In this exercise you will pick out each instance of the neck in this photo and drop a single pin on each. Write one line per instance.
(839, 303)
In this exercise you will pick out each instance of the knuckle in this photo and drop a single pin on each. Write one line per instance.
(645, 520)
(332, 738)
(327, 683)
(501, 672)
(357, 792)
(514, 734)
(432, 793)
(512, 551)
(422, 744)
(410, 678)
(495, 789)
***
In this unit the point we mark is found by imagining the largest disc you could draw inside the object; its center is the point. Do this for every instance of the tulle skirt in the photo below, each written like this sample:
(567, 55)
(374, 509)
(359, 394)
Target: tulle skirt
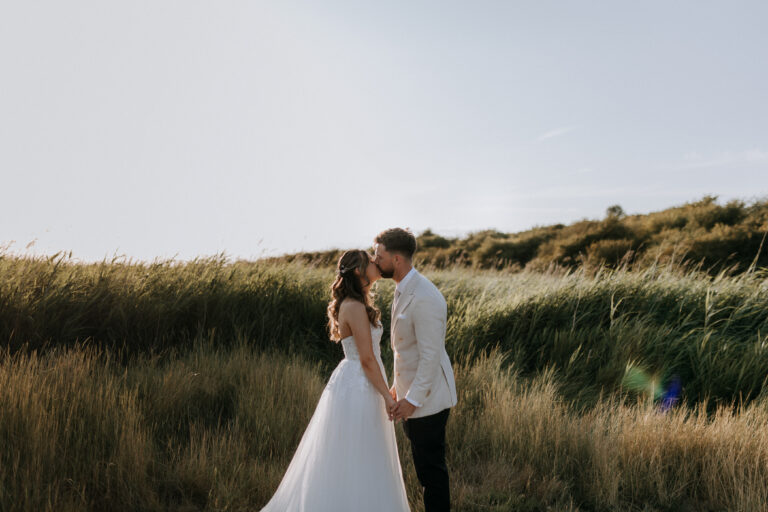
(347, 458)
***
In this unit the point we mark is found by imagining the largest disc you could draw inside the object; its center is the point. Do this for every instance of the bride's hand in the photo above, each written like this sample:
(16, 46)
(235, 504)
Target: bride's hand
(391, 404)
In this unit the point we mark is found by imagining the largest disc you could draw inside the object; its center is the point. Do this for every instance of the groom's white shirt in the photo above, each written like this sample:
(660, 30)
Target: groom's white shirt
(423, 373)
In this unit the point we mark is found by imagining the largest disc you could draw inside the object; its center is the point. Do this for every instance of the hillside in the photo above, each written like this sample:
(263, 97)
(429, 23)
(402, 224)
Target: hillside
***
*Assignment*
If a line of the listing contains "written", count it; state the final number and nothing more.

*Solved exercise*
4